**AIM**
Format each line of the data below as one string in a JSON list, skipping blank lines and leaving out the pictures.

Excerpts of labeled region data
....

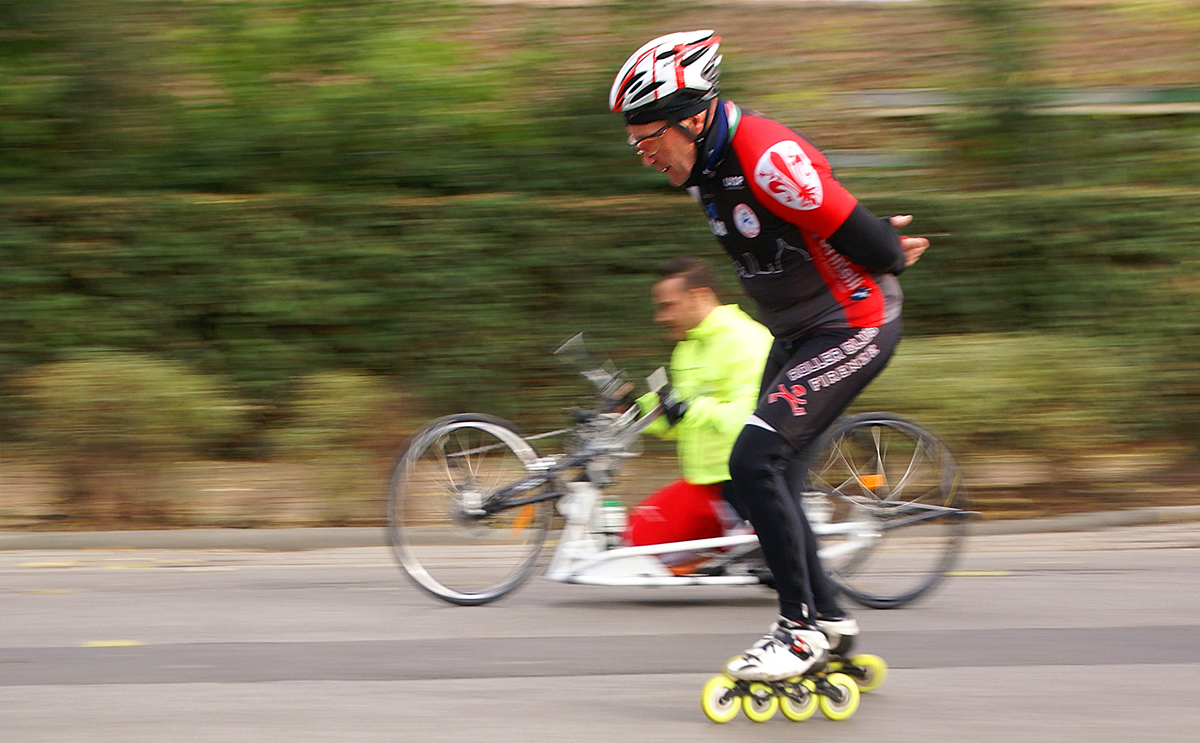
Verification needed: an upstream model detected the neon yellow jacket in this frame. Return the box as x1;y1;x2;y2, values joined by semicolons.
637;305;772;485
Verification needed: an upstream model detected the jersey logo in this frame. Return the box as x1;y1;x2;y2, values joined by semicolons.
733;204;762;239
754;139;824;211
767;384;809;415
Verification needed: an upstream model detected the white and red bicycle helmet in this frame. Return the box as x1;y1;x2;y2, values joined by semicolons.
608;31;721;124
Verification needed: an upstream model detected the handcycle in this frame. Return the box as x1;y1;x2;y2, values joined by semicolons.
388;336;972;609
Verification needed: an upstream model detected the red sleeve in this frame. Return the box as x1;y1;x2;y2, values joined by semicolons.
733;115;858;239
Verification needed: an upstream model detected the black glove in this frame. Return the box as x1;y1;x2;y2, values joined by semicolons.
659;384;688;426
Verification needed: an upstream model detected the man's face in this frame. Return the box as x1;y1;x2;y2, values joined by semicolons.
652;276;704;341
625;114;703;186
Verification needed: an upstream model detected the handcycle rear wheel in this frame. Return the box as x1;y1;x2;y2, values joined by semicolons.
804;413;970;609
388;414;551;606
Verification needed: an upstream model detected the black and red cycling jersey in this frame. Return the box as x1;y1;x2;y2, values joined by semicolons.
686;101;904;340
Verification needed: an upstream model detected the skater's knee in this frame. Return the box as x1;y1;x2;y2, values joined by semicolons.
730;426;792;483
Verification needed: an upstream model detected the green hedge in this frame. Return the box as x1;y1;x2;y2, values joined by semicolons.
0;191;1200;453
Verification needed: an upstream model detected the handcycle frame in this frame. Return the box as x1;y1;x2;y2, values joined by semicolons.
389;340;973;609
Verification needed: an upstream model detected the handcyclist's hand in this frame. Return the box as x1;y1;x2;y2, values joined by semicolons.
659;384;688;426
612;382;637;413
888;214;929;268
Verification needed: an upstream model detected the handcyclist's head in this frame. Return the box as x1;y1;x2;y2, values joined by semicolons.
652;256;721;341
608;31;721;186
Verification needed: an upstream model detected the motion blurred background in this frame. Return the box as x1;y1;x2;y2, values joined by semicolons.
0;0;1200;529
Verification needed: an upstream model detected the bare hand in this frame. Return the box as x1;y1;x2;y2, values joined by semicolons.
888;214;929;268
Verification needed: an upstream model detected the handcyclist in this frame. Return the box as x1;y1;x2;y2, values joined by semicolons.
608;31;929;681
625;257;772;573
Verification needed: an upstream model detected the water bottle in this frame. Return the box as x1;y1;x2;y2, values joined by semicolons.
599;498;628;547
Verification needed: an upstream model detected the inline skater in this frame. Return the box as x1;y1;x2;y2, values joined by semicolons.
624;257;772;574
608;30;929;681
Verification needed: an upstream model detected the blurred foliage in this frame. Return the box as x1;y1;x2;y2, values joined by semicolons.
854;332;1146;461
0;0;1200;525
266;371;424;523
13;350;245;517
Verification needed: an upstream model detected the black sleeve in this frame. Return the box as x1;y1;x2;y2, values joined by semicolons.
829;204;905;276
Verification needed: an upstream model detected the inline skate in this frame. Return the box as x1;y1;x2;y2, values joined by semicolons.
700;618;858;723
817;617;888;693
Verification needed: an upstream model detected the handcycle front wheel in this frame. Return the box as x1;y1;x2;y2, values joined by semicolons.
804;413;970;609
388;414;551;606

....

**FINISHED TASK**
[
  "Verification needed: an upstream model detected the neon yellow jacket in this frame. Return the box as x1;y1;x2;y2, values joined by semicolons.",
  "637;305;772;485",
  "Verification needed: an upstream model detected the jersey logo in this frame. Return the box as x1;y1;x2;y2, values joined by semicolons.",
  "733;204;762;239",
  "754;139;824;211",
  "767;384;809;415",
  "Verification needed: an upstream model detected the white and red bicycle helmet in this frame. Return the box as x1;y1;x2;y2, values joined by semicolons.",
  "608;31;721;124",
  "Verification needed: an upstream model detected the handcycle in this frame. Return the box as x1;y1;x2;y2, values joined by semicolons.",
  "388;336;972;609",
  "Verification needed: an upstream model detected the red sleeve in this frame. Return the box as x1;y1;x2;y2, values joined by semicolons.",
  "733;115;858;239",
  "Verification needed: an upstream model detected the black glove in this frame. Return the box as x1;y1;x2;y2, values joined by semicolons.",
  "659;384;688;426",
  "Verification needed: an upstream model detected the man's face in this frame. Return the box as x1;y1;x2;y2, values joined by semicolons.",
  "652;276;704;341",
  "625;114;703;186",
  "Verification needed: an upstream model detected the handcycle rear wheel in this frame. Return the box as x1;y1;x2;y2, values joined by semicolons.",
  "804;413;970;609",
  "388;414;551;606",
  "Verification needed: an upstream model detected the black and red cycling jersey in this frame. Return the box as x1;y1;x2;y2, values joined by semicolons.",
  "686;101;904;340",
  "Verification needed: an upstream model detected the skater's knee in this frame. Return the box as x1;y1;x2;y2, values joined by semicolons.",
  "730;426;792;483",
  "Verification needed: an upstream model detected the green hedge in this frame. Return the box as x1;y1;x2;y2, values joined by semicolons.",
  "0;191;1200;453",
  "Verification needed: an upstream model detected the handcycle frame in this frame. Return the box as x1;y1;x2;y2, values joined by semicolons.",
  "389;340;973;609",
  "Verification needed: an upstream model detected the handcyclist's hand in this frame. Return the box as x1;y1;x2;y2, values joined by semicolons.",
  "659;384;688;426",
  "612;382;637;413",
  "888;214;929;268",
  "Verification needed: an upstream model detected the handcyclist's head in this frame. Return the box as x1;y1;x2;y2, values joined by semicolons.",
  "652;256;721;341",
  "608;31;721;186",
  "Verification needed: an upstream model detected the motion blurred background in this frame. Return the box as x1;y1;x2;y2, values joined by semicolons.",
  "0;0;1200;529",
  "Verification needed: an upstream model detected the bare hand in this frame. Return the box as x1;y1;x2;y2, values joined by semicolons.",
  "888;214;929;268",
  "Verification needed: an upstream model detected the handcyclist in this frame. Return the box as x1;y1;x2;y2, values joined by semicolons.",
  "608;31;929;681",
  "625;257;772;573",
  "Verification needed: an upstream model detected the water bottle in this frame. Return the box as x1;y1;x2;y2, values joined by semicolons.",
  "599;498;628;547",
  "Verification needed: an upstream model detected the inline skater in this frame. Return the box as x1;y1;x2;y2, values joined by semicolons.",
  "624;257;772;574",
  "608;30;929;681",
  "Verification needed: an upstream model detected the blurred foliage in this frame. Return the box as x1;y1;x2;y2, values joined by semicolons.",
  "854;332;1146;461",
  "0;0;1200;525",
  "266;371;424;523",
  "13;350;245;517",
  "Verification needed: an upstream model detected the black sleeve in this frame. Return the box as x1;y1;x2;y2, values joined by semicolons.",
  "829;204;905;276",
  "Verification needed: an upstream model detected the inline skate in this frame. Return the box as x1;y1;x2;y2, values joined by semicolons.",
  "700;618;858;723",
  "817;617;888;693",
  "Verification needed: an upstream model detected the handcycle front wheel in this frame. Return the box as x1;y1;x2;y2, values joined by semicolons.",
  "804;413;970;609",
  "388;414;551;606"
]